> _Testo di riferimento_:
___

Tuttavia, in questa giungla di espressioni fallate e di comunicazioni imprecise e grossolane, credo sia un nostro dovere, come società e come singoli individui fatti di ossigeno e piccoli egoismi, guardare al ruolo del giornalista come possibile portatore di una verità, come colui che dipinge un paesaggio non per impressioni ma per la bellezza, o crudezza, che realmente vede davanti ai suoi occhi.

Nello specifico, tanto per rendervi partecipi dei miei tragitti mentali, sto pensando a Corrado Augias e Franca Leosini. Loro due, a mio giudizio, sono diventati dei personaggi, più che delle semplici persone con talento da vendere. La Leosini da una parte, tronfia ammiratrice di se stessa, in un’ intervista il cui link vi metto qui accanto (https://www.youtube.com/watch?v=JrToX6jAaB0), gode ampiamente, ed evidentemente nel solfeggiare le sue interviste per conferire al suo programma quel tocco di voyeuristico misto erudito.

Augias, invece, meriterebbe un capitolo a parte: tanto rispettoso e giusto con i suoi ospiti di allora a Telefono Giallo, lo ritroviamo infine, qualche anno fa, a strattonare cerebralmente dei ragazzini la cui pecca è quella di essere nati giovani e nell’era della pigrizia da Twitter.

___

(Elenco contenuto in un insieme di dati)

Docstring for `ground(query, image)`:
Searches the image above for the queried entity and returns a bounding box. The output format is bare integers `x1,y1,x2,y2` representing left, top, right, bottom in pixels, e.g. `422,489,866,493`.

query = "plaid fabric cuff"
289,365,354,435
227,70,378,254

___

> _Compito assegnato_: Nel testo sul ruolo del giornalista, in quale programma Augias si mostrava rispettoso e giusto con i suoi ospiti?

> _Soluzione esercizio_: A Telefono Giallo.